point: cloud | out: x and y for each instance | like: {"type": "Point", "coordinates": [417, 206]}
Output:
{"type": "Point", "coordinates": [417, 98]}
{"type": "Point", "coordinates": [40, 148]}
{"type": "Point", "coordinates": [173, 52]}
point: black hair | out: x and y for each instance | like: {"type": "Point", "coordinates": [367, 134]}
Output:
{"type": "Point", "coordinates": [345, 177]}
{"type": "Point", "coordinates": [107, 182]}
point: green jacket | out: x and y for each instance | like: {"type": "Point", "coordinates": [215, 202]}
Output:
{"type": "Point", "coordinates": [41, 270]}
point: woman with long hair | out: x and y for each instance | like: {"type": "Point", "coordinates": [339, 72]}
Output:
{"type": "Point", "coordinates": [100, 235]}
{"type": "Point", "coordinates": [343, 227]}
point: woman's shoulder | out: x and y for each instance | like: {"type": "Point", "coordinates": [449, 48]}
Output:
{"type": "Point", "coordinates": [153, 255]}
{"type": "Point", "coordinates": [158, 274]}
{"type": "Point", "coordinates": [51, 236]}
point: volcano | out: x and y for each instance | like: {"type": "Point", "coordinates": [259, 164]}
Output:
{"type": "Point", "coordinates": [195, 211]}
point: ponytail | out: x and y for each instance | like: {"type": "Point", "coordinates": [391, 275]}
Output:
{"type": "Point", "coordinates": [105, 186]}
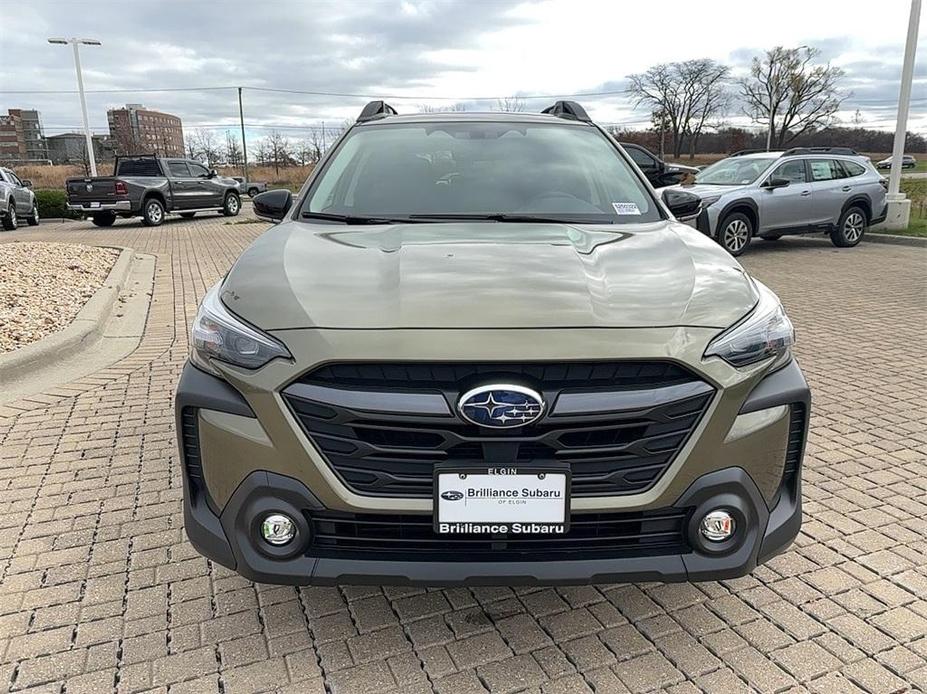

————————

▸ **Work order**
What lines in the listing above hold the string "instance"? List them.

▸ **Result of the task**
point: cloud | out: x and y for each instance | like: {"type": "Point", "coordinates": [417, 206]}
point: black hair | out: x and y for each instance | like: {"type": "Point", "coordinates": [367, 134]}
point: green jacket | out: x and y for each instance | like: {"type": "Point", "coordinates": [215, 202]}
point: woman with long hair | out: x and y for each instance | like: {"type": "Point", "coordinates": [339, 72]}
point: woman's shoulder | out: x and y for each instance | like: {"type": "Point", "coordinates": [449, 48]}
point: volcano | out: x and y for each instance | like: {"type": "Point", "coordinates": [259, 164]}
point: ponytail | out: x and y for each instance | like: {"type": "Point", "coordinates": [391, 275]}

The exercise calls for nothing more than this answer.